_Provided data_

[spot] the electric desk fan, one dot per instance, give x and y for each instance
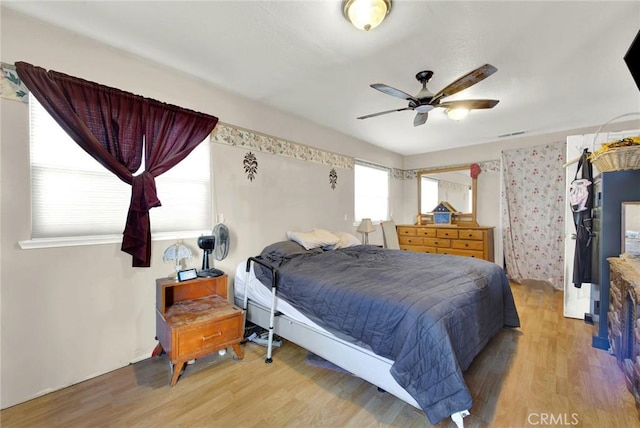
(216, 244)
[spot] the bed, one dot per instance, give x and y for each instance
(409, 323)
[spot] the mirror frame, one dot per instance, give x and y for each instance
(460, 219)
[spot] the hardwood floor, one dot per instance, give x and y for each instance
(544, 374)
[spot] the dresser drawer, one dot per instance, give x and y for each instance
(458, 252)
(470, 234)
(419, 249)
(406, 231)
(447, 233)
(468, 245)
(435, 242)
(410, 240)
(205, 337)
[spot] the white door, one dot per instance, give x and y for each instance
(577, 301)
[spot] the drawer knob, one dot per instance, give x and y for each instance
(205, 338)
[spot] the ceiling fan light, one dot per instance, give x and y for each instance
(457, 113)
(366, 14)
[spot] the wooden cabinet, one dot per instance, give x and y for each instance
(194, 318)
(458, 241)
(623, 321)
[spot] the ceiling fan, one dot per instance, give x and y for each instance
(425, 101)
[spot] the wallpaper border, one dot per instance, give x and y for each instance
(244, 138)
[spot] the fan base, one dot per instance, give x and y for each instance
(424, 76)
(210, 273)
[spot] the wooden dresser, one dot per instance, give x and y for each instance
(194, 318)
(468, 241)
(623, 320)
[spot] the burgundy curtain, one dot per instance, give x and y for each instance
(111, 126)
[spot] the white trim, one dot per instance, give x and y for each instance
(76, 241)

_Exercise requirements_
Please repeat the entries exactly. Do not include the pictures.

_Solution below_
[spot] the electric desk fan, one dot per instance, give x and y for each instance
(216, 244)
[spot] the bed, one dot per instance, give x and y for each instance
(409, 323)
[spot] the mirror frame, one dot per instance, give x and y for each instance
(460, 219)
[spot] the hardwood floor, one dot per instance, give x and y for each instance
(544, 374)
[spot] the dresser drawer, one dot per instance, give x and y for each instance
(458, 252)
(470, 234)
(419, 249)
(406, 231)
(447, 233)
(468, 245)
(435, 242)
(410, 240)
(205, 337)
[spot] the white door, one dot per instance, give x and y for each instance
(577, 301)
[spot] the drawer knob, one dot per instance, give x and y for each instance
(205, 338)
[spot] the ceiling fan light, one dot per instance, give x and y for each instance
(457, 113)
(366, 14)
[spot] the wooden cabinet, one dot per instance, give x and y for each instance
(194, 318)
(458, 241)
(623, 321)
[spot] the ceiling fan, one dot per instance, give x and y for each instance
(425, 101)
[spot] the wallpaper border, one dot per instance, give x and y for each instance
(244, 138)
[spot] the fan base, one dot per instance, give x and y for each instance
(424, 76)
(210, 273)
[spot] the wooden dresser, one dot per instance, give x and y for each instance
(194, 318)
(468, 241)
(623, 320)
[spot] the burgundy curtain, one dot per instance, give x and y for each instance
(111, 126)
[spot] the white trim, one dot per instance, give x and y for each instance
(76, 241)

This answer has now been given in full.